> **Aim of the exercise**
Go through the items below and pick out each line that contains the string "area". Copy those lines unchanged, in their original order.
○ ○ ○ ○ ○ ○ ○
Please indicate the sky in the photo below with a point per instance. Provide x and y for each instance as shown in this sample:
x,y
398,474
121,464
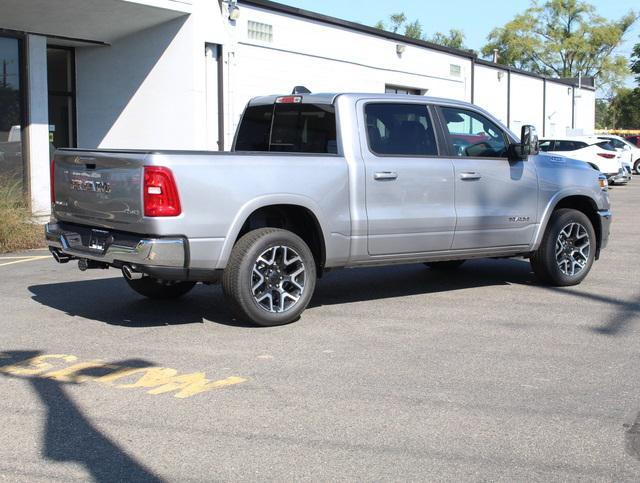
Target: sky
x,y
475,18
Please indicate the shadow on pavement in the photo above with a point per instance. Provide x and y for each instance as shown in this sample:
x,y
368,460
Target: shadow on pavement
x,y
70,437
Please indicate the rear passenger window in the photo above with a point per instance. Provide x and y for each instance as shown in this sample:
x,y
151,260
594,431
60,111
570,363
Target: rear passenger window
x,y
546,146
473,135
290,128
395,129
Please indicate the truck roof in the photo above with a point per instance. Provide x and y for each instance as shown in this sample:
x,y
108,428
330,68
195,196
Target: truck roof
x,y
329,98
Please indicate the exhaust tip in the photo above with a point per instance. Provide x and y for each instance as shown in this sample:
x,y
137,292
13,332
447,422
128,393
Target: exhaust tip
x,y
61,257
130,274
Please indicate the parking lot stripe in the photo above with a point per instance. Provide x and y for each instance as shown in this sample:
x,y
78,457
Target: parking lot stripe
x,y
22,260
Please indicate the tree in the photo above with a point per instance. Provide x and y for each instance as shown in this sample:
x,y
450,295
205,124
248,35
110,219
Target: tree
x,y
454,39
398,22
563,38
635,62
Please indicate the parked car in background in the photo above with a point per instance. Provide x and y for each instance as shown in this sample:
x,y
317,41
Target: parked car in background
x,y
598,153
633,140
630,152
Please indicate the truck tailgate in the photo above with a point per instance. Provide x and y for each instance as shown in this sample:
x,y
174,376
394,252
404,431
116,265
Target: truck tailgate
x,y
99,186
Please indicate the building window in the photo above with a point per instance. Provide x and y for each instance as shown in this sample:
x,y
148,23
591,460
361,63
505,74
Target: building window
x,y
260,31
61,82
389,89
11,113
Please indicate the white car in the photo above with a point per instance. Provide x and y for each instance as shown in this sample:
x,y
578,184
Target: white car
x,y
598,153
631,152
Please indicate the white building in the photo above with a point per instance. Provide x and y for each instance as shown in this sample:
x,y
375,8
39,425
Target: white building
x,y
176,74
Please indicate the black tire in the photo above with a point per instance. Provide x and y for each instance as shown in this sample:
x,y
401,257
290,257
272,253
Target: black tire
x,y
544,262
239,278
445,266
159,290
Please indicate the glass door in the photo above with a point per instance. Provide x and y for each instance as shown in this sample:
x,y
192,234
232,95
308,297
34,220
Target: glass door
x,y
61,81
11,114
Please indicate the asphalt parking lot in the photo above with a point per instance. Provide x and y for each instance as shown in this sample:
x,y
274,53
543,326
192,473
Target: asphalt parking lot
x,y
396,373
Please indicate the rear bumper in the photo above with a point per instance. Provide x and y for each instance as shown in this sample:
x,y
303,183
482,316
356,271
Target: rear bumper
x,y
605,226
118,249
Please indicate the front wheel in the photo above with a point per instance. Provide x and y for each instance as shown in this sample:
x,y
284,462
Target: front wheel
x,y
445,266
567,251
270,277
158,289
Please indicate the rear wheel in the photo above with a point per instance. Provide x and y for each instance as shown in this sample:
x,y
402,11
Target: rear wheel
x,y
270,277
448,265
567,251
159,289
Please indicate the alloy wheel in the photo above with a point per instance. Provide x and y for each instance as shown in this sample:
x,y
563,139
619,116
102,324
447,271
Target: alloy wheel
x,y
278,279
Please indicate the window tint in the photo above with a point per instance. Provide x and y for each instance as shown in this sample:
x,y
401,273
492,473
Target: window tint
x,y
606,145
400,129
569,145
473,135
255,129
546,146
292,128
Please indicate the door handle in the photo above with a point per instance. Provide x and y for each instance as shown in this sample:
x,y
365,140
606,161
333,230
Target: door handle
x,y
470,175
385,175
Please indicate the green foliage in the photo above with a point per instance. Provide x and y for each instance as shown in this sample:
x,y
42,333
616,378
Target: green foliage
x,y
621,112
413,30
17,231
454,39
635,62
563,38
398,22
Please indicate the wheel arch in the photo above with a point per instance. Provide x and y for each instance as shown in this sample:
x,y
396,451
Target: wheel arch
x,y
580,202
298,215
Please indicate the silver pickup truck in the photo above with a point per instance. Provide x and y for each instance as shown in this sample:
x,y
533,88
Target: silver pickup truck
x,y
321,181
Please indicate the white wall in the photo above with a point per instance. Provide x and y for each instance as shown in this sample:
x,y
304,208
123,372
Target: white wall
x,y
527,99
585,110
149,89
37,131
328,58
558,109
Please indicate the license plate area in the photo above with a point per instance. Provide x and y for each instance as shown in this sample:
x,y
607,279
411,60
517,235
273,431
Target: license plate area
x,y
99,240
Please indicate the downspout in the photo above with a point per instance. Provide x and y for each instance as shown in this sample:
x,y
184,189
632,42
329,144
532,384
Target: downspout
x,y
544,107
509,99
473,78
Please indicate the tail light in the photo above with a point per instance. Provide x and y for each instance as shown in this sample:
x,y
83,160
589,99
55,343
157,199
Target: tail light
x,y
602,181
160,192
52,181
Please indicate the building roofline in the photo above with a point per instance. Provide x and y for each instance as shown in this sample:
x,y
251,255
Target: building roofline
x,y
299,12
467,54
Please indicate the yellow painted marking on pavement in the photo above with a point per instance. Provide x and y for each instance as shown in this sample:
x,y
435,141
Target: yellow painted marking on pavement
x,y
158,380
29,259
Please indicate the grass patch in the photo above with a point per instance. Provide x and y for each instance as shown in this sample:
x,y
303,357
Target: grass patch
x,y
17,229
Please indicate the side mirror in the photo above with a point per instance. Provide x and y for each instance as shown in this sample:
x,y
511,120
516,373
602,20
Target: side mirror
x,y
529,144
529,140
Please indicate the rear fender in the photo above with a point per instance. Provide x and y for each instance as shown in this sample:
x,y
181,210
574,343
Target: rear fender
x,y
262,202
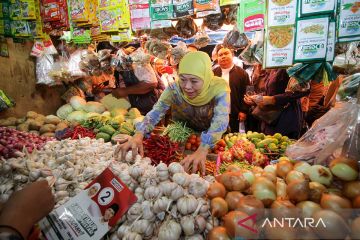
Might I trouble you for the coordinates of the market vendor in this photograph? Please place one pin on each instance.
(237, 79)
(198, 98)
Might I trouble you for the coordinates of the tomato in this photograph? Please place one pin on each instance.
(188, 146)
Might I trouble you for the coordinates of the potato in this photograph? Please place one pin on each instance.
(23, 127)
(48, 134)
(51, 119)
(20, 120)
(31, 114)
(61, 126)
(34, 125)
(47, 128)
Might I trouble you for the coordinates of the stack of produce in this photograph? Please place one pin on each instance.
(36, 123)
(315, 191)
(13, 143)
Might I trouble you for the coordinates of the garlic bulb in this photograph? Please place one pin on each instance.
(147, 211)
(162, 171)
(167, 187)
(132, 236)
(152, 192)
(161, 204)
(169, 230)
(183, 179)
(175, 167)
(198, 187)
(143, 227)
(187, 204)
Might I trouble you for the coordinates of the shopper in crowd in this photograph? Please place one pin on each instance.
(142, 92)
(237, 79)
(290, 120)
(198, 98)
(24, 209)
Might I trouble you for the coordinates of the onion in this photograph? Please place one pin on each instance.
(219, 207)
(316, 191)
(283, 209)
(355, 228)
(320, 174)
(270, 176)
(264, 190)
(294, 176)
(336, 203)
(233, 168)
(356, 202)
(345, 168)
(352, 189)
(218, 233)
(281, 189)
(308, 208)
(283, 168)
(251, 205)
(234, 181)
(234, 229)
(216, 189)
(273, 230)
(298, 191)
(270, 169)
(335, 226)
(302, 167)
(232, 198)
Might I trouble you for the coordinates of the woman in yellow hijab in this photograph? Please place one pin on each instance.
(198, 98)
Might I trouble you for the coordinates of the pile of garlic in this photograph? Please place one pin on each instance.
(171, 203)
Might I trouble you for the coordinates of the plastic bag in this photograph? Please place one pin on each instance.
(43, 66)
(5, 101)
(326, 136)
(202, 39)
(349, 87)
(235, 40)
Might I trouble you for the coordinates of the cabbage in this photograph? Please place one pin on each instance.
(64, 111)
(111, 102)
(77, 102)
(77, 116)
(94, 107)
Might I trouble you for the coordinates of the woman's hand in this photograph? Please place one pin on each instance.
(135, 144)
(248, 100)
(197, 159)
(26, 207)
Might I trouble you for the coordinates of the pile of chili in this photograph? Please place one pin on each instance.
(161, 149)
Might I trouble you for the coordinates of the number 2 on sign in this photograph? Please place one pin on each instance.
(106, 196)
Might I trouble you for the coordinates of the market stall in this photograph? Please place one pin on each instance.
(121, 166)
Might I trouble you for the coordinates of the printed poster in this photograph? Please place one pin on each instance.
(91, 213)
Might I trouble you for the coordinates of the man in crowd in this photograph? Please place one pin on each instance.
(238, 79)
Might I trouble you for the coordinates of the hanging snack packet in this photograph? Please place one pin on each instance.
(205, 5)
(183, 8)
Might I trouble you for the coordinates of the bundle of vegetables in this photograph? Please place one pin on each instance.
(244, 151)
(285, 188)
(171, 204)
(177, 132)
(161, 149)
(76, 132)
(36, 123)
(13, 142)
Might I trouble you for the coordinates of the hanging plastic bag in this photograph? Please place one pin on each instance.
(202, 39)
(235, 40)
(326, 136)
(43, 66)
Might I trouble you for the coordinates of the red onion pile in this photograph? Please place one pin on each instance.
(13, 142)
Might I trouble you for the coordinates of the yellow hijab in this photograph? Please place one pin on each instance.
(199, 64)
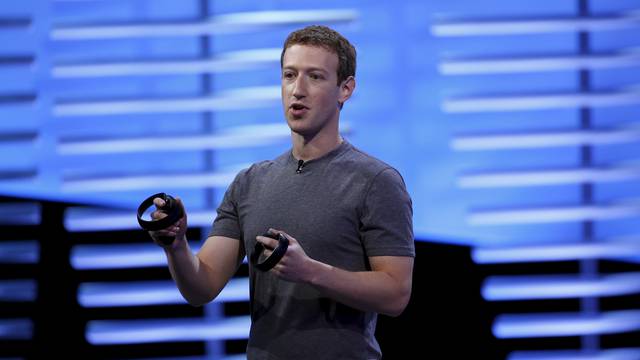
○ ○ ○ ○ ○ ○ ○
> **Output for this task**
Please indicate the license plate area in the photo above with a point per instance. Provide x and y for each instance as shown in this sample:
Target: license plate area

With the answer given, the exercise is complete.